INSTRUCTIONS FOR THE TASK: Could you write out the material below again, swapping every "photo" for "image", changing nothing else and leaving out the pictures?

DATA LISTING:
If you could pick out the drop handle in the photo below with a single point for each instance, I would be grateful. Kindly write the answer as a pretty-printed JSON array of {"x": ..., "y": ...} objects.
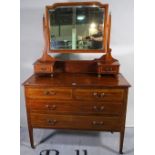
[
  {"x": 98, "y": 109},
  {"x": 52, "y": 122},
  {"x": 43, "y": 69},
  {"x": 100, "y": 123},
  {"x": 53, "y": 107},
  {"x": 49, "y": 92},
  {"x": 98, "y": 95}
]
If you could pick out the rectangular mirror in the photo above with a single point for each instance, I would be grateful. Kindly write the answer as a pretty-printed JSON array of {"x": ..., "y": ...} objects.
[{"x": 76, "y": 28}]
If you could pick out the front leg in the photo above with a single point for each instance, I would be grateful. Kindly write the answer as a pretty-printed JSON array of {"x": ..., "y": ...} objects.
[
  {"x": 31, "y": 137},
  {"x": 121, "y": 141}
]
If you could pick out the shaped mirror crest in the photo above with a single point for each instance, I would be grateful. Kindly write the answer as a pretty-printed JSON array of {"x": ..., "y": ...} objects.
[{"x": 77, "y": 27}]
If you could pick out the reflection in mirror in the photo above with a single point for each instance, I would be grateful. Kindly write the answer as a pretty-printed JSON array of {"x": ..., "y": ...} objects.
[{"x": 76, "y": 28}]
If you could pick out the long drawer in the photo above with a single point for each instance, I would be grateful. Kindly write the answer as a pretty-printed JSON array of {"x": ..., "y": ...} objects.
[
  {"x": 99, "y": 94},
  {"x": 49, "y": 93},
  {"x": 72, "y": 107},
  {"x": 75, "y": 122}
]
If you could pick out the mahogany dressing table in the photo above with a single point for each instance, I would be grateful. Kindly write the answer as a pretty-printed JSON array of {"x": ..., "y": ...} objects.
[{"x": 77, "y": 94}]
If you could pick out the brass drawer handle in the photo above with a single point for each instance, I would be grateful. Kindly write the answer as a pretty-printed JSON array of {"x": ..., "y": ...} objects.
[
  {"x": 43, "y": 69},
  {"x": 98, "y": 95},
  {"x": 95, "y": 123},
  {"x": 98, "y": 109},
  {"x": 49, "y": 93},
  {"x": 52, "y": 122},
  {"x": 108, "y": 69},
  {"x": 53, "y": 107}
]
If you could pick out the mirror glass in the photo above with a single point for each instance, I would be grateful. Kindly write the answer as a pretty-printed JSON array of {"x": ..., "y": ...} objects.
[{"x": 77, "y": 28}]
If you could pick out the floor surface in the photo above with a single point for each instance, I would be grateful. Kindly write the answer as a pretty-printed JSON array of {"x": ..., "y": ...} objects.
[{"x": 57, "y": 142}]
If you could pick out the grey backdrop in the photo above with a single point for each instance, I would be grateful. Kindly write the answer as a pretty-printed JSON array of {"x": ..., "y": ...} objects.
[{"x": 121, "y": 42}]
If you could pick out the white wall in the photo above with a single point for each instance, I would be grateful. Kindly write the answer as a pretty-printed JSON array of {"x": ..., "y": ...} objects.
[{"x": 121, "y": 42}]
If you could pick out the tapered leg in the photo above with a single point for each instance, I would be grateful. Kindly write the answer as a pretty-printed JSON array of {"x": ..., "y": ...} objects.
[
  {"x": 31, "y": 137},
  {"x": 121, "y": 142}
]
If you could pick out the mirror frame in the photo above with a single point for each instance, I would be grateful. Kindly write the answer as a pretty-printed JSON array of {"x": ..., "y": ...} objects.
[{"x": 47, "y": 25}]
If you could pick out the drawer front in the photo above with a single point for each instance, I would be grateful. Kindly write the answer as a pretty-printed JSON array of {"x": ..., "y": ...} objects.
[
  {"x": 75, "y": 122},
  {"x": 49, "y": 93},
  {"x": 99, "y": 94},
  {"x": 43, "y": 68},
  {"x": 109, "y": 69},
  {"x": 53, "y": 107}
]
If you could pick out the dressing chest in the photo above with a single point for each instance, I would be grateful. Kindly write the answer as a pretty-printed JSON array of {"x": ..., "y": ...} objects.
[{"x": 76, "y": 94}]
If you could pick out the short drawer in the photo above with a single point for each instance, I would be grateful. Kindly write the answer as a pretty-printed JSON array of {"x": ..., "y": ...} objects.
[
  {"x": 49, "y": 93},
  {"x": 75, "y": 122},
  {"x": 43, "y": 68},
  {"x": 84, "y": 108},
  {"x": 99, "y": 94}
]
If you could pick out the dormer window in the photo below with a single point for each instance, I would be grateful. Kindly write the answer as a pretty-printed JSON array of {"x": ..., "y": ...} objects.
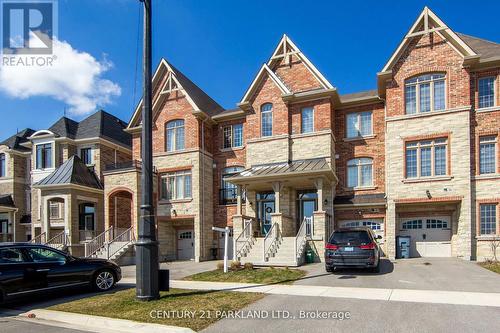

FULL SOLUTION:
If you could pick out the drop handle in the image below with a single point for each instance, I would be grateful. Kindly write the answer as a pretty-printed JSON array of {"x": ..., "y": ...} objects.
[
  {"x": 98, "y": 109},
  {"x": 52, "y": 122},
  {"x": 43, "y": 69},
  {"x": 100, "y": 123},
  {"x": 53, "y": 107},
  {"x": 49, "y": 92},
  {"x": 98, "y": 95}
]
If you could pick out the rectangular mirror in the image above with a single point for each instance, I would be grateful. Kindly write the answer as a pretty-printed JSON array of {"x": ..., "y": ...} objects.
[{"x": 76, "y": 28}]
If you could pick out the front leg in the image above with a single point for each instance, I would be grateful. Kindly write the answer as a pretty-printed JSON array of {"x": ..., "y": ...} objects.
[
  {"x": 31, "y": 137},
  {"x": 121, "y": 141}
]
If you could pick out the shaped mirror crest in the image above with a single point for each instance, I would be grateful. Kindly write the answer as a pretty-printed JSON array of {"x": ..., "y": ...} objects.
[{"x": 77, "y": 27}]
If you could pick out the reflection in mirror in the image above with a single point for each instance, I would be grateful. Kindly write the answer as a pretty-printed JSON array of {"x": ..., "y": ...} objects.
[{"x": 76, "y": 28}]
If you could pick out the long drawer in the image above with a single point for each instance, I would be grateful. Kindly write the answer as a pretty-printed JSON array of {"x": ..., "y": ...} objects.
[
  {"x": 99, "y": 94},
  {"x": 49, "y": 93},
  {"x": 72, "y": 107},
  {"x": 75, "y": 122}
]
If you could pick out the mahogany dressing table in the image above with a single point for each instance, I would be grateful. Kindly write the answer as a pretty-printed JSON array of {"x": ..., "y": ...} objects.
[{"x": 77, "y": 94}]
If you could pick out the brass drawer handle in the image above with a single point for each instance, I would be grateful. Kindly write the answer as a pretty-printed JSON array of {"x": ..., "y": ...} objects.
[
  {"x": 43, "y": 69},
  {"x": 98, "y": 95},
  {"x": 95, "y": 123},
  {"x": 98, "y": 109},
  {"x": 49, "y": 93},
  {"x": 52, "y": 122},
  {"x": 108, "y": 69},
  {"x": 53, "y": 107}
]
If you could pick out the mirror glass in the image above with a single point for each instance, I would be grateful. Kindly write the answer as a pretty-printed JSON array of {"x": ..., "y": ...} objects.
[{"x": 77, "y": 28}]
If you could pick out the floor surface in the image above with a single point for each instance, I would be grateful. Kindly write the answer as a pretty-printed JSON array of {"x": ..., "y": ...} objects.
[{"x": 57, "y": 142}]
If you could pick out the grey backdrop in the image above with a single point for each instance, I would be grateful. Kindly write the answer as a pretty-printed JSON array of {"x": ..., "y": ...} objects.
[{"x": 121, "y": 42}]
If you could pick out the white wall in the image above with a single point for each instance, I would be grateful. Kindly write the answer as a pretty-printed JSON array of {"x": ..., "y": ...} objects.
[{"x": 121, "y": 42}]
If you could pick out the tapered leg in the image above with a single point for each instance, I would be grateful. Kindly write the answer as a pretty-printed JSON array of {"x": ..., "y": ...} objects.
[
  {"x": 31, "y": 137},
  {"x": 121, "y": 142}
]
If you could pick out the mirror frame in the image above with a single point for each instance, I would be grateful. Kindly write the answer as a pretty-printed JSON array of {"x": ..., "y": ...} objects.
[{"x": 47, "y": 25}]
If you could pick out the drawer front in the image above with a single point for each instance, I would be grateful. Kindly write the answer as a pretty-printed JSON array of {"x": ..., "y": ...} objects.
[
  {"x": 75, "y": 122},
  {"x": 49, "y": 93},
  {"x": 99, "y": 94},
  {"x": 43, "y": 68},
  {"x": 109, "y": 69},
  {"x": 53, "y": 107}
]
If you could pick out the dressing chest in the image above with a single point for each instance, I would be grateful. Kindly write the answer as a pretty-printed JSON array of {"x": ..., "y": ...} objects.
[{"x": 76, "y": 94}]
If you could pick out the short drawer in the image above with a single point for each instance, I would be grateful. Kindly write the answer as a pretty-printed JSON array of {"x": ..., "y": ...} objects.
[
  {"x": 49, "y": 93},
  {"x": 75, "y": 122},
  {"x": 43, "y": 68},
  {"x": 84, "y": 108},
  {"x": 99, "y": 94}
]
If you could pick out the dormer window in the image below with a single point for each instance, I would be grateful. Kindly write the answer as a pretty-printed JSON array of {"x": ..., "y": ...} objects.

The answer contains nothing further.